[Excerpts of bounding box data]
┄┄┄┄┄┄
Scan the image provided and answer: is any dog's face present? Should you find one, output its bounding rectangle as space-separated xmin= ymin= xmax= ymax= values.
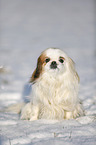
xmin=30 ymin=48 xmax=74 ymax=82
xmin=43 ymin=48 xmax=66 ymax=75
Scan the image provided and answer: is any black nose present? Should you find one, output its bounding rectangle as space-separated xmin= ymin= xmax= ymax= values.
xmin=50 ymin=61 xmax=57 ymax=69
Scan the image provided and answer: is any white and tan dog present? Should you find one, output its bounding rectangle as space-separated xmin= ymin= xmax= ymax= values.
xmin=21 ymin=48 xmax=83 ymax=121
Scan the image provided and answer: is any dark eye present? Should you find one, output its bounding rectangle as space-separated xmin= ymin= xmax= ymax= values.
xmin=59 ymin=58 xmax=64 ymax=63
xmin=45 ymin=58 xmax=50 ymax=63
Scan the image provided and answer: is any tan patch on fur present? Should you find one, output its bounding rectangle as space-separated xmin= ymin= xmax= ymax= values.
xmin=30 ymin=53 xmax=46 ymax=83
┄┄┄┄┄┄
» WHAT THE EXERCISE ASKS
Rewrite every line of the rows above as a JSON list of strings, one string per line, omitting blank lines. Leave the picture out of the list.

» RESULT FOR THIS TASK
[
  "Scan the image provided and answer: is any dog's face present? Should you find one, output its bounding rectangle as space-separated xmin= ymin= xmax= ymax= values.",
  "xmin=30 ymin=48 xmax=74 ymax=82",
  "xmin=43 ymin=48 xmax=66 ymax=75",
  "Scan the image provided and answer: is any black nose present? Should you find one, output its bounding rectangle as space-separated xmin= ymin= xmax= ymax= values.",
  "xmin=50 ymin=61 xmax=57 ymax=69",
  "Scan the image provided and answer: is any white and tan dog present? Should you find one, output its bounding rectangle as space-separated xmin= ymin= xmax= ymax= values.",
  "xmin=21 ymin=48 xmax=83 ymax=121",
  "Scan the image provided and answer: is any dark eye present? Should you find one, output its bounding rectangle as space-separated xmin= ymin= xmax= ymax= values.",
  "xmin=59 ymin=58 xmax=64 ymax=63",
  "xmin=45 ymin=58 xmax=50 ymax=63",
  "Scan the image provided and answer: is any tan patch on fur present? Should you find one, output its bounding rectangle as space-separated xmin= ymin= xmax= ymax= values.",
  "xmin=30 ymin=53 xmax=46 ymax=83"
]